> Exercise directions:
Reproduce all of the material word for word.

(Location labeling records)
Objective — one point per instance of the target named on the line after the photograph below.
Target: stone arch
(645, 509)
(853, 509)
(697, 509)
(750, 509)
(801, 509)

> Result of the task:
Objective — one point per instance of the target named on the line after the photograph below.
Target: stone arch
(645, 509)
(853, 509)
(697, 509)
(750, 509)
(801, 509)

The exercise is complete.